GOAL OF THE EXERCISE: Rename "gas mask" as "respirator" in the records, starting at the line containing "Task: a point for each instance of the black trousers, written" and ending at the line containing "pixel 494 352". Return those lines with everything else left as is.

[Point-based annotation data]
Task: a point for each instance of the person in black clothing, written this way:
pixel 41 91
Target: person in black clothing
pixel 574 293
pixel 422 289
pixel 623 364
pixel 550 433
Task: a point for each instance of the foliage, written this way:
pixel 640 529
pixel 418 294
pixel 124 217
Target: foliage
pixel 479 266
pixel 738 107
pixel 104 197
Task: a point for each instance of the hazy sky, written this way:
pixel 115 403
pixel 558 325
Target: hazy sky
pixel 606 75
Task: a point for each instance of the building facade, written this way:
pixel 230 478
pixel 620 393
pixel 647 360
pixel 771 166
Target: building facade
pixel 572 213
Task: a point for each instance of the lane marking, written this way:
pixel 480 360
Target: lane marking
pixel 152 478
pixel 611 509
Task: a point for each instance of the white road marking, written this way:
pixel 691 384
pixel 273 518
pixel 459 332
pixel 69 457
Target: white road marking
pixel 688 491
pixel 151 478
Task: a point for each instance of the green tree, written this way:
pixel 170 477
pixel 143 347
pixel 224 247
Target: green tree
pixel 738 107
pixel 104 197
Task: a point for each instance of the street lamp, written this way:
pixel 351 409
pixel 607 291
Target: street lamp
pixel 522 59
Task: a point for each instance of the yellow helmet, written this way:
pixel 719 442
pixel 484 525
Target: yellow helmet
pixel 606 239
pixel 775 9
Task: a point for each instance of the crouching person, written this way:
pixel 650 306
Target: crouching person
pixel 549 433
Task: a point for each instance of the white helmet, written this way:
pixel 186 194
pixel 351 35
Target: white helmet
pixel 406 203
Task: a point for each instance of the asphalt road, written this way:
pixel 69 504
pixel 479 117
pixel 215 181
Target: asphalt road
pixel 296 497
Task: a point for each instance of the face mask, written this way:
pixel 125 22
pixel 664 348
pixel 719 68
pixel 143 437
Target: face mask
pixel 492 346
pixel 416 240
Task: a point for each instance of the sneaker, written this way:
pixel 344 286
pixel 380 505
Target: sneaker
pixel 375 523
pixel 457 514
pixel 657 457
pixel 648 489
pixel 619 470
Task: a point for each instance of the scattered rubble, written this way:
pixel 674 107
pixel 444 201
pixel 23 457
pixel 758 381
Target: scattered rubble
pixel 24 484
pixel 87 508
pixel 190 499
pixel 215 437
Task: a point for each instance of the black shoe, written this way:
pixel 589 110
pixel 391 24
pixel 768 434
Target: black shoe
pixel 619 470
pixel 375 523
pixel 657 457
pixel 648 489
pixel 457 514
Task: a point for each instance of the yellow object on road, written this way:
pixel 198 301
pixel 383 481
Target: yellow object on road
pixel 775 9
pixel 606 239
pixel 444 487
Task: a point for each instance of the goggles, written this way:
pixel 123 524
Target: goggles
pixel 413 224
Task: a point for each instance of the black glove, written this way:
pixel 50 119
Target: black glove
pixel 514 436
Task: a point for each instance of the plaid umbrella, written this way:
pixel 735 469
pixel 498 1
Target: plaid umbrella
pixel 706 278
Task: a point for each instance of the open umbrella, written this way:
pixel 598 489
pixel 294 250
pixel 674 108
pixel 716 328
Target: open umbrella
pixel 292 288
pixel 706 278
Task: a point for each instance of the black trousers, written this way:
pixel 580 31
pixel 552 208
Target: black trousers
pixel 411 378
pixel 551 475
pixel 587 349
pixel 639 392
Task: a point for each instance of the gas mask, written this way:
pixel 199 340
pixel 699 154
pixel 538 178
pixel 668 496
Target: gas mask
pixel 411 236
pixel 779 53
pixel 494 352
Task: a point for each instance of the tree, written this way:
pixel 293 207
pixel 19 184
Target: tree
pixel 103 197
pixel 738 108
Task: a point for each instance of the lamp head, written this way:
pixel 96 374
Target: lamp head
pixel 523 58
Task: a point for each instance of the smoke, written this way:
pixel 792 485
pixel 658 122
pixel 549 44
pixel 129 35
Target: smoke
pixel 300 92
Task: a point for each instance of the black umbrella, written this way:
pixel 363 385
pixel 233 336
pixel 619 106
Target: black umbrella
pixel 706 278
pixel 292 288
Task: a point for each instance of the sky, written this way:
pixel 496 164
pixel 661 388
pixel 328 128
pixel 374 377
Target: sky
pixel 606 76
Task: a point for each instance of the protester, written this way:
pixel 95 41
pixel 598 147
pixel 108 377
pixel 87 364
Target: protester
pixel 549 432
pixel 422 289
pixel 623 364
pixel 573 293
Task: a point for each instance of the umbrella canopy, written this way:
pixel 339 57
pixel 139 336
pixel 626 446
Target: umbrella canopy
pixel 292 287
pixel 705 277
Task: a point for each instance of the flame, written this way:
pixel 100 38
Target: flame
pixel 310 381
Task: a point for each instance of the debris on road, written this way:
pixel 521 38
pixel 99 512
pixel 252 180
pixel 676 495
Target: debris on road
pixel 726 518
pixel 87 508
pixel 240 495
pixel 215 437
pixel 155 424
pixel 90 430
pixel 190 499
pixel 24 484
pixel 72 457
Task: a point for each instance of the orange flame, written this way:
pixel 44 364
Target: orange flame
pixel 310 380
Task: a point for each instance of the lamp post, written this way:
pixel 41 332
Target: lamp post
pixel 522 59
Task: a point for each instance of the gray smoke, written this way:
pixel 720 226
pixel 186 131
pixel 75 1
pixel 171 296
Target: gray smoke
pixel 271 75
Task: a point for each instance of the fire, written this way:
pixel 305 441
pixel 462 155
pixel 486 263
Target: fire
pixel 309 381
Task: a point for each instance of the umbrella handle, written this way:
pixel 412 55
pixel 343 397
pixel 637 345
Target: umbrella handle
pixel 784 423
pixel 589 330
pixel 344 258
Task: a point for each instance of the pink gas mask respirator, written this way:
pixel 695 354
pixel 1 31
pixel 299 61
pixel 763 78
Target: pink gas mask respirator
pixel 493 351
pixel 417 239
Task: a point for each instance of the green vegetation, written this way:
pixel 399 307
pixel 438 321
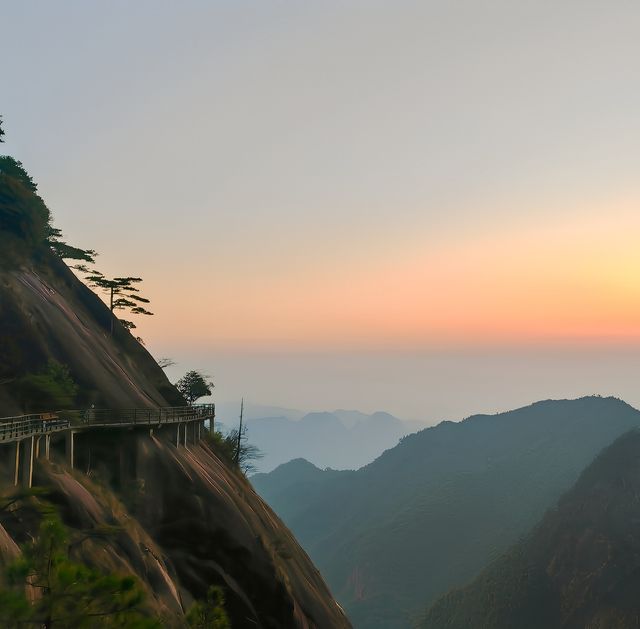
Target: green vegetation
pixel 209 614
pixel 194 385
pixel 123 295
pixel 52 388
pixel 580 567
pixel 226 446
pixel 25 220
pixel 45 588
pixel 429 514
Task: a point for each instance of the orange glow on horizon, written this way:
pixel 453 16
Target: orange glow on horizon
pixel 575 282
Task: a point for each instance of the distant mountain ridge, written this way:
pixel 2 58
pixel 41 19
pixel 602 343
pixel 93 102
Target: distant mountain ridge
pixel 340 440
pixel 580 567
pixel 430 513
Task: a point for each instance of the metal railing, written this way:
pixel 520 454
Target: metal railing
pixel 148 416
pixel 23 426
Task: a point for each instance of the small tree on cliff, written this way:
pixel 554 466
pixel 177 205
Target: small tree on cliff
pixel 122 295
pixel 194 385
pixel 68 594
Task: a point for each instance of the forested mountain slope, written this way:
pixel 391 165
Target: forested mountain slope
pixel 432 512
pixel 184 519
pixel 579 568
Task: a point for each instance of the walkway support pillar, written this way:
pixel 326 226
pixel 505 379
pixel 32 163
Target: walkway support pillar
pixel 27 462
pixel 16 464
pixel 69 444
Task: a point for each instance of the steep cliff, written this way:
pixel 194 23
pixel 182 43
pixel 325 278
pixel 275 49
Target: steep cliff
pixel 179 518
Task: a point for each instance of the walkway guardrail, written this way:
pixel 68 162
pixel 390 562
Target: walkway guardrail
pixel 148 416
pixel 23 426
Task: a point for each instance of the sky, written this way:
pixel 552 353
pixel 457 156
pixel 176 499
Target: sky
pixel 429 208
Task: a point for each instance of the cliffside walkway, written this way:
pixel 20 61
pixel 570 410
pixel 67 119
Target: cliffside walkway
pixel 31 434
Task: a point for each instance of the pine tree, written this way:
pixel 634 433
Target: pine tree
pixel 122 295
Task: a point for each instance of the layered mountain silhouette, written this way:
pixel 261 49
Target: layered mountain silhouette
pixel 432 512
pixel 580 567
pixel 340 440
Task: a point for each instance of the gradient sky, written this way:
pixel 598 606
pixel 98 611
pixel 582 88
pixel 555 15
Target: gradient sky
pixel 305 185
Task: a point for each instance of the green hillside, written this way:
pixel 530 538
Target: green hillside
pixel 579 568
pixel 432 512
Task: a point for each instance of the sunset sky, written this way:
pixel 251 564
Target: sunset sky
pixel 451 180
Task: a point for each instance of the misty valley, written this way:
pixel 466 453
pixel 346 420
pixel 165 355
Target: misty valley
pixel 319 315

...

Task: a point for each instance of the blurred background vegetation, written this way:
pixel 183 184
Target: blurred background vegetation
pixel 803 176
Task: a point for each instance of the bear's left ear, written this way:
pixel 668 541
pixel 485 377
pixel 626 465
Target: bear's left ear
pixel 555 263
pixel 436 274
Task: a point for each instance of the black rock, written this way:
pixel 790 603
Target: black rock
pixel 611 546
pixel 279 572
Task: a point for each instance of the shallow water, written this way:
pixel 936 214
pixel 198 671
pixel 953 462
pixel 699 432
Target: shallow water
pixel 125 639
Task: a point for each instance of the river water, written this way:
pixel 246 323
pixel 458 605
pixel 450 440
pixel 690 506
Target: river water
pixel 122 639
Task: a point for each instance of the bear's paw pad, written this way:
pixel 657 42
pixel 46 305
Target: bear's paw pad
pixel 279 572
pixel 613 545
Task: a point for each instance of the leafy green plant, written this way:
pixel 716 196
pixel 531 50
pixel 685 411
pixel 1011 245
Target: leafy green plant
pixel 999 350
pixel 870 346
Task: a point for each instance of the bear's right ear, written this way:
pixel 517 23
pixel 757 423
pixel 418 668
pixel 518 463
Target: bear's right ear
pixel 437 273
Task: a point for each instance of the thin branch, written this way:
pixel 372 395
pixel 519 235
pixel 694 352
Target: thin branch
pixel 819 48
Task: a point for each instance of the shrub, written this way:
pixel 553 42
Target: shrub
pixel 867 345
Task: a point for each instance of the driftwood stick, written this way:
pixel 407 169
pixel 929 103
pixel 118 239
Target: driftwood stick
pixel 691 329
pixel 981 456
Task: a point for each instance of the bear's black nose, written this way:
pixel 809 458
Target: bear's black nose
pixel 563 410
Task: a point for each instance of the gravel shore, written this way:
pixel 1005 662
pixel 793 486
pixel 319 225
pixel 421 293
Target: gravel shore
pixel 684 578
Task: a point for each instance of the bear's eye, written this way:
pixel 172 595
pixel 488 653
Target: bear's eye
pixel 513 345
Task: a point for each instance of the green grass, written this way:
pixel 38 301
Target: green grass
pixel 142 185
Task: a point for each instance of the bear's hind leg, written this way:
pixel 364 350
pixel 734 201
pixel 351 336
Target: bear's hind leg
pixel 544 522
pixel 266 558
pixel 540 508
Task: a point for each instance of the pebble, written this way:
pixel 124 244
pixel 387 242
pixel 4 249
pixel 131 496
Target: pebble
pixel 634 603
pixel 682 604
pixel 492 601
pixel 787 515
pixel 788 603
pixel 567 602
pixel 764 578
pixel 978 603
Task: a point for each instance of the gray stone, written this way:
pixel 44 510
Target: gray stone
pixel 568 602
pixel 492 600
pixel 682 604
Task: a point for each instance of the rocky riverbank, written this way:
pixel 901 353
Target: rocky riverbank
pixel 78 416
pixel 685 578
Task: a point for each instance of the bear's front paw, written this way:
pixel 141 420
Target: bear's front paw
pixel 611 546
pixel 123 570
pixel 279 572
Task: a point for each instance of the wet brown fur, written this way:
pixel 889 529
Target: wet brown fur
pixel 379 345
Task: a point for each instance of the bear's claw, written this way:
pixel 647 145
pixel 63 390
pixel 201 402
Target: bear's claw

FULL RESPONSE:
Task: a point for each instance of the black trousers, written this way:
pixel 580 31
pixel 552 208
Target: black trousers
pixel 411 378
pixel 551 475
pixel 587 349
pixel 639 392
Task: a point for each instance of the respirator, written this way:
pixel 199 340
pixel 699 154
pixel 538 178
pixel 668 496
Target: respirator
pixel 411 236
pixel 779 53
pixel 494 352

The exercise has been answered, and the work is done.